• _WHAT TO DO_
Return every line of the records below without any change, from the first line to the last.

——————————

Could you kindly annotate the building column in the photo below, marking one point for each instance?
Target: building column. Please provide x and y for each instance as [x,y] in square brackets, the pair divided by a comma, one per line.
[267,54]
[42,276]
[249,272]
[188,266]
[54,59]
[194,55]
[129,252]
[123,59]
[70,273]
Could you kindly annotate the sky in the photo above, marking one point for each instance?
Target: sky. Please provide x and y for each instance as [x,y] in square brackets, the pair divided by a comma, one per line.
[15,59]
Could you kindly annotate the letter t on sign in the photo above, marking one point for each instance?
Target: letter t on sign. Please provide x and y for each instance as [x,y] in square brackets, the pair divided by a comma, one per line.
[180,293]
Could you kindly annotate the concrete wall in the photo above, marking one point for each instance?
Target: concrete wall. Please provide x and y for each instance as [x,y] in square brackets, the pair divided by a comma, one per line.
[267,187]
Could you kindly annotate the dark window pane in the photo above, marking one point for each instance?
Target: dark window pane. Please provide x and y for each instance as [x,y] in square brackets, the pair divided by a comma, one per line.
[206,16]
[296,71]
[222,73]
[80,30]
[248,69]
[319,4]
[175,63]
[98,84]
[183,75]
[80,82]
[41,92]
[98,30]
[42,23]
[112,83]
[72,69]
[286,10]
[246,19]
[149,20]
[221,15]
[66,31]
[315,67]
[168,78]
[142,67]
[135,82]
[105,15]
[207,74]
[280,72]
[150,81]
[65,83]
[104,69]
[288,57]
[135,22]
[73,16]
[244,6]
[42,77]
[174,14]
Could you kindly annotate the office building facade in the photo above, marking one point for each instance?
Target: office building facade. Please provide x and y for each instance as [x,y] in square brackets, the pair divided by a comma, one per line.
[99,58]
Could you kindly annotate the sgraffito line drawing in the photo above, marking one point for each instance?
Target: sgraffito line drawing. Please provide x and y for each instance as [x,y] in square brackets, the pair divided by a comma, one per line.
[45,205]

——————————

• _ANSWER_
Could you kindly annotate the building column in the photo below, marking one point for each instance?
Target: building column. Please provide x and y for each instance as [x,y] in square brackets, the pair divided by a comma, one per line.
[267,54]
[42,276]
[249,272]
[188,266]
[54,59]
[194,55]
[129,252]
[123,59]
[70,273]
Could you kindly annotate the sky in the photo above, marking one point for each instance?
Target: sky. Please provide x and y for each instance as [x,y] in square brackets, the pair divided by a comma, one per line.
[15,59]
Could you kindly annotate the letter t on sign in the photo above, marking one point for each instance?
Target: letter t on sign. Please provide x and y for each instance as [x,y] in square brackets, the pair divided by a comma, one per line.
[180,293]
Could you kindly annotate the concrete wall in the photo above, marking one point for each instance?
Target: concrete wall. Please provide x and y for each instance as [x,y] in square brackets, the pair divided by a comma, one per line.
[267,187]
Could you kindly annotate the dark window pane in the photo above, marking one point for each instance?
Target: dark window pane. Please provide x and y for each instance as [x,y] in square brackets, the pair divided by a comma, one per line.
[206,16]
[296,71]
[222,73]
[80,30]
[248,69]
[319,4]
[175,63]
[98,84]
[183,75]
[80,82]
[41,92]
[98,30]
[42,23]
[112,83]
[72,69]
[286,10]
[246,19]
[149,20]
[221,15]
[66,31]
[315,67]
[168,78]
[142,67]
[135,82]
[105,15]
[207,74]
[280,72]
[150,81]
[65,83]
[104,69]
[288,57]
[135,22]
[73,16]
[244,6]
[42,77]
[174,14]
Could you kindly annotate the office building facade in the photo above, marking one point for each instance?
Target: office building facade. Please provide x and y for each instance as [x,y] in square brackets, the pair divided by a comma, one per line.
[99,58]
Could you kindly annotate the sgraffito line drawing in the photo above, marking one point for each instance?
Target: sgraffito line drawing. Please provide x and y for each instance as [x,y] in square brackets, the pair divided by a comma, one per line.
[45,205]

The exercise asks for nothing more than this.